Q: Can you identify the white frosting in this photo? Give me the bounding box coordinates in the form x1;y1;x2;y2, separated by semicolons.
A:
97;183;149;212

-------

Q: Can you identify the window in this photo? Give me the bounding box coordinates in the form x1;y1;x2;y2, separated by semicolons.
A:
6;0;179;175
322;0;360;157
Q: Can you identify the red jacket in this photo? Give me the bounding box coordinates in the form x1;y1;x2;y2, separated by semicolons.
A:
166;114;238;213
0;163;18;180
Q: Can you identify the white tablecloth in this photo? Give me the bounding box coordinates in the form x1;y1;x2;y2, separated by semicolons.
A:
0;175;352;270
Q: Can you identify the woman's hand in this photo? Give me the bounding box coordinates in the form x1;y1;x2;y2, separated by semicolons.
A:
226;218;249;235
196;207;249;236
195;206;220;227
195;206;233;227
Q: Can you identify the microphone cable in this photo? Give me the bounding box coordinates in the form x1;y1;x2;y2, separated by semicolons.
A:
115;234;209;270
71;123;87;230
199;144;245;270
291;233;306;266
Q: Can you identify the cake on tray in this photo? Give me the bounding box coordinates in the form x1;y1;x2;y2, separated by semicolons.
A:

-------

◆ ABOUT THIS TASK ◆
Sift through the material above and copy the lines that contain the word "photo".

◆ EXERCISE RESULT ◆
Q: Can you identify the white frosting in this photo? Give me the bounding box coordinates in the form x1;y1;x2;y2, separated by semicolons.
Q: Can you identify the window in this photo? Give me the bounding box coordinates in the form x1;y1;x2;y2, separated by semicolons.
Q: Can you identify the red jacket in this photo? Give me the bounding box coordinates in the form x1;y1;x2;y2, separated by semicolons.
Q: Can you identify the white tablecloth in this photo? Give me the bounding box coordinates in the form x1;y1;x2;y2, separated by semicolons.
Q: Can you identify the woman's hand in this photo? Give me the bounding box coordinates in the form x1;y1;x2;y2, separated by semicolons.
Q: Can you identify the microphone cable in this photo? Give me the bounding box coordinates in the form x1;y1;x2;y2, separated by semicolons.
Q: Can you identify the cake on tray in this photo? Give me the bounding box coordinates in the form x1;y1;x2;y2, separated by semicolons.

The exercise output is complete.